▶ **ASSIGNMENT**:
Beginning with the line that has "Target: mint leaf", reproduce each remaining line of the data exactly, down to and including the last.

··· DATA EXCERPTS ···

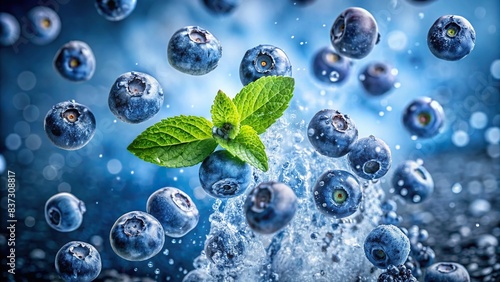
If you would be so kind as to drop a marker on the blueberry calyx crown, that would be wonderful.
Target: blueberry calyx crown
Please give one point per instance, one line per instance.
(371, 167)
(198, 36)
(71, 115)
(263, 62)
(424, 118)
(74, 63)
(80, 251)
(339, 122)
(261, 198)
(181, 201)
(226, 186)
(134, 226)
(452, 30)
(446, 267)
(136, 86)
(379, 254)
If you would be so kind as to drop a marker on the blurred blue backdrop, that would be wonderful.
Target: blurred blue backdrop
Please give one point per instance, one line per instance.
(111, 181)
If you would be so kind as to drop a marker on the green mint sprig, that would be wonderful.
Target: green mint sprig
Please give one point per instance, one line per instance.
(183, 141)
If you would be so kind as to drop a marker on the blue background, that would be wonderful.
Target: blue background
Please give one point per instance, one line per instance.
(111, 181)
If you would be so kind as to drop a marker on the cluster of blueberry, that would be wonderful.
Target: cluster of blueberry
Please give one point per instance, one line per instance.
(337, 193)
(135, 236)
(269, 206)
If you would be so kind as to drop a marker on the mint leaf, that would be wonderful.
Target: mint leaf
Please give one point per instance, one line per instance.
(225, 116)
(263, 101)
(247, 146)
(175, 142)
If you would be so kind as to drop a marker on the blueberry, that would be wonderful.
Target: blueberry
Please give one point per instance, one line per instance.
(194, 50)
(224, 176)
(354, 33)
(137, 236)
(225, 248)
(264, 60)
(78, 261)
(329, 67)
(135, 97)
(115, 10)
(198, 275)
(370, 158)
(75, 61)
(412, 182)
(70, 125)
(423, 117)
(386, 245)
(174, 209)
(451, 38)
(389, 205)
(221, 7)
(337, 193)
(43, 25)
(332, 133)
(270, 206)
(446, 272)
(378, 78)
(64, 212)
(9, 29)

···

▶ **RESULT**:
Target: mint leaf
Please give one point per instance, one line per instance.
(225, 116)
(263, 101)
(247, 146)
(175, 142)
If you would be so kind as to drop a marker on the blueberry, that would be wonderful.
Target: blueberry
Please give one point per instance, one line per instance.
(194, 50)
(224, 176)
(354, 33)
(137, 236)
(225, 248)
(264, 60)
(78, 261)
(329, 67)
(135, 97)
(115, 10)
(198, 275)
(370, 158)
(75, 61)
(412, 182)
(70, 125)
(423, 117)
(386, 245)
(174, 209)
(451, 38)
(389, 205)
(221, 7)
(337, 193)
(43, 25)
(332, 133)
(270, 206)
(446, 272)
(378, 78)
(64, 212)
(9, 29)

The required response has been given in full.